Start Material shown

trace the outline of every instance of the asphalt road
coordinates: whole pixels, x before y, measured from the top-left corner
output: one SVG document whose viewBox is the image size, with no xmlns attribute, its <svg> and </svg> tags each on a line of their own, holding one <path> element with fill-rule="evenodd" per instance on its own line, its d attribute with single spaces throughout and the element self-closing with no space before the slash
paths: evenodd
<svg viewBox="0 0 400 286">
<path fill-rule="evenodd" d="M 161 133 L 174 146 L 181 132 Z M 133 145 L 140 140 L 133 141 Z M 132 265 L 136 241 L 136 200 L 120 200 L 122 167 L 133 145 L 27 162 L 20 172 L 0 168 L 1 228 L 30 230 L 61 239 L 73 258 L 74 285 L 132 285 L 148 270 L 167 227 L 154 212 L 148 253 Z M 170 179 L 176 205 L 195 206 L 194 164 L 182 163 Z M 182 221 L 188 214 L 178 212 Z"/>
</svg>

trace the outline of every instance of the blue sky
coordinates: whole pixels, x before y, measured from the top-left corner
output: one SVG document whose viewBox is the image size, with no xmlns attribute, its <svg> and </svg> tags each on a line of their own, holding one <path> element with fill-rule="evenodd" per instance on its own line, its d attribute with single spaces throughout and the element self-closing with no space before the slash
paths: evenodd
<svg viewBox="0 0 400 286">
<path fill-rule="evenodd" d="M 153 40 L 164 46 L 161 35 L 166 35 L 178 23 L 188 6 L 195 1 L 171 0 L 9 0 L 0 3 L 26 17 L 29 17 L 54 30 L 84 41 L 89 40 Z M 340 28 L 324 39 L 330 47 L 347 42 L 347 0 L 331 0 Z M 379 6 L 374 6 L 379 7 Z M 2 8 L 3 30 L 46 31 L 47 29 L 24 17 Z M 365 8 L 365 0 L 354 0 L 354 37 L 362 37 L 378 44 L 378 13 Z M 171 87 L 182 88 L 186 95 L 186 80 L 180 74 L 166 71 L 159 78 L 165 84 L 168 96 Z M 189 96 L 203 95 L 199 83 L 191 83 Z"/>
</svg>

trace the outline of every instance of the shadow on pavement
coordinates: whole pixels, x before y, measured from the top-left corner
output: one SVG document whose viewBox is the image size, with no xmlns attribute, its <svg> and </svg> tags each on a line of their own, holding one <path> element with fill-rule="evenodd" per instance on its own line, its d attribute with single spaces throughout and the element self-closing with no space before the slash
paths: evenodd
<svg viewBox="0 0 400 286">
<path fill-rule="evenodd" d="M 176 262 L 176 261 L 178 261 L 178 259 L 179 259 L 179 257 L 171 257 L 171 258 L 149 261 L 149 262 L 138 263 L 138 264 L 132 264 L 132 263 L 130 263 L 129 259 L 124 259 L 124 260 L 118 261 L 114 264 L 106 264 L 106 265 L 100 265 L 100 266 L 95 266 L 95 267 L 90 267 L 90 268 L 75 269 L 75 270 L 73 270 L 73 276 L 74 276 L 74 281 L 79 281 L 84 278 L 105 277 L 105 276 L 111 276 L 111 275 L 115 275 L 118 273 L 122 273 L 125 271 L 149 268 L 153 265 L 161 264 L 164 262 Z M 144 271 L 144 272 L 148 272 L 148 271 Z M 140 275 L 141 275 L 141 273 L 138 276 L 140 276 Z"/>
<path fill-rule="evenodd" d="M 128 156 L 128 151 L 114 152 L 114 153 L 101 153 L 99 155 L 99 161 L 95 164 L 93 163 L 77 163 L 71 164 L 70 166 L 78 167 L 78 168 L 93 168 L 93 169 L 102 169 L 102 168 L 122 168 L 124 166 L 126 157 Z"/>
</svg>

End Material shown

The request: Update the lines starting at the one that contains "trace the outline of every instance of the shadow" and ending at the one that contains "176 262 L 176", swapping "pavement" for "sidewalk" and keeping everything else the same. Return only those lines.

Answer to the problem:
trace the outline of every instance of the shadow on sidewalk
coordinates: whole pixels, x before y, measured from the top-left corner
output: one SVG document whose viewBox is the image size, with no xmlns attribute, its <svg> and </svg> tags each on a line of their own, holding one <path> element with fill-rule="evenodd" per instance on its own line, its d attribute with single spaces throughout and the element self-closing with no space before the slash
paths: evenodd
<svg viewBox="0 0 400 286">
<path fill-rule="evenodd" d="M 176 262 L 176 261 L 178 261 L 178 259 L 179 259 L 179 257 L 171 257 L 171 258 L 149 261 L 149 262 L 138 263 L 138 264 L 132 264 L 132 263 L 130 263 L 129 259 L 124 259 L 124 260 L 118 261 L 114 264 L 106 264 L 106 265 L 100 265 L 100 266 L 95 266 L 95 267 L 90 267 L 90 268 L 75 269 L 75 270 L 73 270 L 73 276 L 74 276 L 74 281 L 79 281 L 84 278 L 105 277 L 105 276 L 111 276 L 111 275 L 115 275 L 118 273 L 122 273 L 125 271 L 149 268 L 153 265 L 161 264 L 164 262 Z M 144 271 L 144 272 L 148 272 L 148 271 Z M 140 275 L 141 275 L 141 273 L 138 276 L 140 276 Z"/>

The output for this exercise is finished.